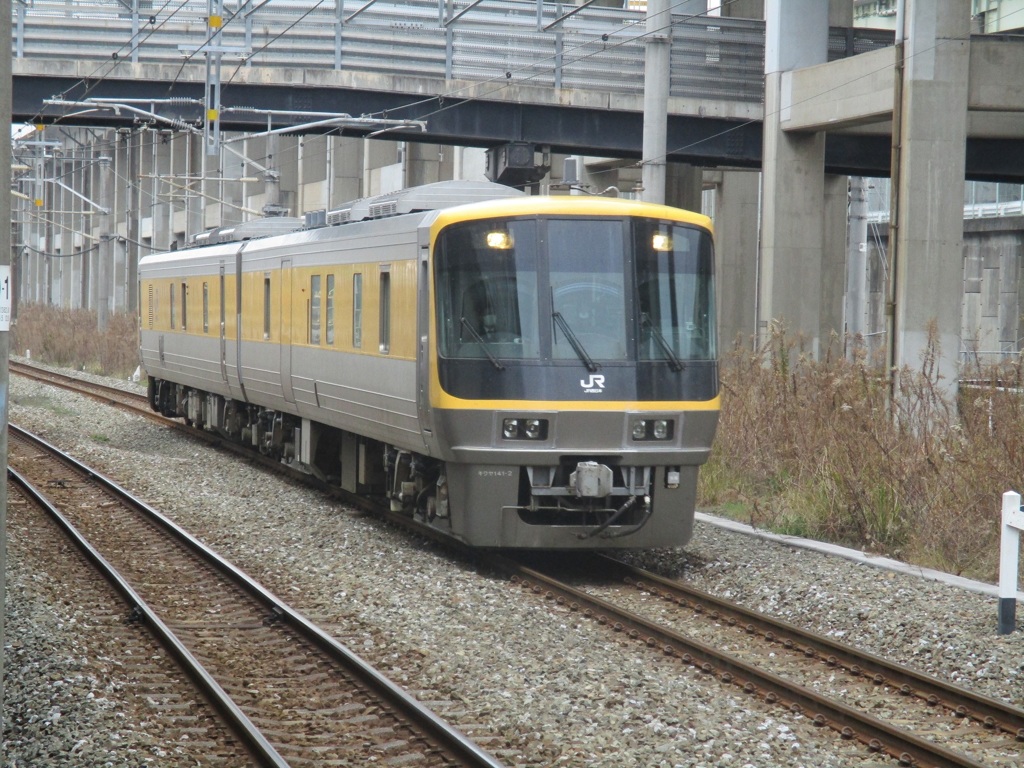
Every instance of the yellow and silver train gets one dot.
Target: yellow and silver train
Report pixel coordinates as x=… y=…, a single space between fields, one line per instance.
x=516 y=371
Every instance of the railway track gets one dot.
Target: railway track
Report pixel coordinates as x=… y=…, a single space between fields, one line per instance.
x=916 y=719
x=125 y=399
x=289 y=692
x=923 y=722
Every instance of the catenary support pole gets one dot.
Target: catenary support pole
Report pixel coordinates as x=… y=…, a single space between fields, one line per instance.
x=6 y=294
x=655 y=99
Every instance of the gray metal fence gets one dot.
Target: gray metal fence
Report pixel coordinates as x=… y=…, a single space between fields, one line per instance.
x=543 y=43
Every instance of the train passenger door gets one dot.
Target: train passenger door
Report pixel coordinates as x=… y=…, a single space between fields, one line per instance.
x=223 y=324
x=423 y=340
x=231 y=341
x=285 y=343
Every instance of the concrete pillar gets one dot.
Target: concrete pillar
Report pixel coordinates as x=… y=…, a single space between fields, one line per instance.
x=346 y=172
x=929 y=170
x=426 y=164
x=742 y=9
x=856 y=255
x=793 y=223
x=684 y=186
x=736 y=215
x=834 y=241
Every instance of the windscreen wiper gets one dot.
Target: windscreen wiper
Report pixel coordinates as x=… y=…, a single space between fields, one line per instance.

----------------

WRITTEN EXERCISE: Copy every one of the lines above without changing a character, and omit the pictures from your copy.

PROBLEM SOLUTION:
Every instance of the yellow and silver train gets one dot.
Target: yellow and silver train
Report pixel coordinates as x=… y=…, a single space between fields, one line per instance.
x=516 y=371
Every instance of the railway track gets one dot.
Target: railway track
Report pixel coordinates as x=… y=…, a single space between fields, one line per instance.
x=916 y=719
x=125 y=399
x=289 y=692
x=923 y=722
Every instance of the catenary support pole gets one dot.
Target: catenary support pole
Report pixel coordinates as x=… y=…, a single space between fields, one line per instance.
x=6 y=294
x=655 y=99
Every instance of the gray metal fence gets one dot.
Target: gray metal fence
Report pixel coordinates as x=… y=…, a single space between fields, one line per instance.
x=543 y=43
Every instance of the train passenger door gets one dot.
Target: train passenger door
Report pixel coordinates as x=… y=…, a single space between fields, one line per instance.
x=223 y=324
x=423 y=340
x=231 y=341
x=285 y=343
Every instance of the concrete pillar gets one dot.
Target: concrete pillar
Report pixel coordinates as x=… y=…, a single space between fields, one line per instance.
x=346 y=172
x=929 y=170
x=426 y=164
x=742 y=9
x=856 y=255
x=793 y=223
x=684 y=186
x=736 y=215
x=834 y=241
Every instance of the windscreen wiper gets one dot.
Target: windscreen wiper
Report pixel coordinates as x=… y=…, a single space between fields, one line per instance.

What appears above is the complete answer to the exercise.